> [Work to do]
1/ Name every library that the Coq page below brings in with a Require Import line.
2/ In the Coq page below, what type is used to model pointers?

> [Source document]
----------------

Library HTT0

Require Import Eqdep.
Require Import String.
Require Import List.
Require Import Omega.
Set Implicit Arguments.
Unset Implicit Introduction.

Imperative Programming in Coq


Just as in Haskell, we can simulate writing programs that manipulate state by taking advantage of monads. Another way to think about this is that we can embed the primitives of IMP into Coq and we automatically get a higher-order, dependently-typed, stateful programming language.

In the development below, I will build a module that is parameterized by some universe of values that we can store in the heap, and then later instantiate the universe with a type of my choice. In the module, we will define basic notions of a heap, of commands as a monad which manipulates heaps, and appropriate Hoare-logic rules for reasoning about these commands.
Module Type UNIVERSE.
  Parameter t : Type.
End UNIVERSE.

Module FunctionalIMP(U : UNIVERSE).

We will model pointers using nats, but any type that provides an equality and way to generate a fresh value would do.
  Definition ptr := nat.
  Definition ptr_eq_dec := eq_nat_dec.

We will model heaps as lists of pointers and values drawn from the universe.
  Definition heap := list (ptr * U.t).

----------------

> [Given information]
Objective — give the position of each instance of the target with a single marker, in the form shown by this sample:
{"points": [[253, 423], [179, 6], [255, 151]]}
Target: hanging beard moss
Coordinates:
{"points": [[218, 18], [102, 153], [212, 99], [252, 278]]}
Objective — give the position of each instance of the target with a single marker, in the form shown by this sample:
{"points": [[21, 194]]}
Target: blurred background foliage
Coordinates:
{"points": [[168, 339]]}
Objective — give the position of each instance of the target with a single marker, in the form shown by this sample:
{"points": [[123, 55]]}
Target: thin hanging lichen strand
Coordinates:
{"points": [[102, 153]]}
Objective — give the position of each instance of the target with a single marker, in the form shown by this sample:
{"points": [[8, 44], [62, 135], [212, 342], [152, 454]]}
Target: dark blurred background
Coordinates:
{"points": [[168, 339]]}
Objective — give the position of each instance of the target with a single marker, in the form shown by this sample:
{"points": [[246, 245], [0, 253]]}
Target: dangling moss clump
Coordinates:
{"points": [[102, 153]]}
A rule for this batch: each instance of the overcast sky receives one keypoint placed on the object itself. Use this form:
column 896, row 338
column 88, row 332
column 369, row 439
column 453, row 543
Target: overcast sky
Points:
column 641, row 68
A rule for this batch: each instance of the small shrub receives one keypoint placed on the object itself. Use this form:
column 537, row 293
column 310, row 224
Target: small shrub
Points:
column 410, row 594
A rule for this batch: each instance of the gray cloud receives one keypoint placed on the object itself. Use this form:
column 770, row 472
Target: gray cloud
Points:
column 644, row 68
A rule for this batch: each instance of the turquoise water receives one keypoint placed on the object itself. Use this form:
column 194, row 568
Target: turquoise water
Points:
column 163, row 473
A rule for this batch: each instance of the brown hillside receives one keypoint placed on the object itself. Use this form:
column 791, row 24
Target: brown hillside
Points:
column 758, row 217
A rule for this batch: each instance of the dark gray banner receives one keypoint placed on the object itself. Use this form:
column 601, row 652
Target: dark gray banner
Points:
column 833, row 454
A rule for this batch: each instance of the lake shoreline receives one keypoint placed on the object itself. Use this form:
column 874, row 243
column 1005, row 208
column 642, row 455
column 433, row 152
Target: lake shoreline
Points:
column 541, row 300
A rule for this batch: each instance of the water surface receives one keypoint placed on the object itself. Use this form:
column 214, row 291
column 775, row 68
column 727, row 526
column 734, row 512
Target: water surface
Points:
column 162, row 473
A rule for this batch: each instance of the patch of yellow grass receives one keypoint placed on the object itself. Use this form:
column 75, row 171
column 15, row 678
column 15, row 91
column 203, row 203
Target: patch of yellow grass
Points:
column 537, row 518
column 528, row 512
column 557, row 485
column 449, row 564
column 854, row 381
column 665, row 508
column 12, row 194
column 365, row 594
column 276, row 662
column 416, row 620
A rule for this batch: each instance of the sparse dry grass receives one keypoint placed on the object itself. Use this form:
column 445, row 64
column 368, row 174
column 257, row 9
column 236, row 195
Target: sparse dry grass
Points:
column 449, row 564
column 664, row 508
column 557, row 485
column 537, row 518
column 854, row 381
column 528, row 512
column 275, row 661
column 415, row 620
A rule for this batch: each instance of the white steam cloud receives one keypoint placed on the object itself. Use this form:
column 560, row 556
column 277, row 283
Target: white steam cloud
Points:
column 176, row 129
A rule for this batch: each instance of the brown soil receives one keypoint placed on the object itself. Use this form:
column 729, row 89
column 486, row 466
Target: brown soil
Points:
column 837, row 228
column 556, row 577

----------------

> [Expected outputs]
1/ Eqdep, String, List, Omega

2/ nat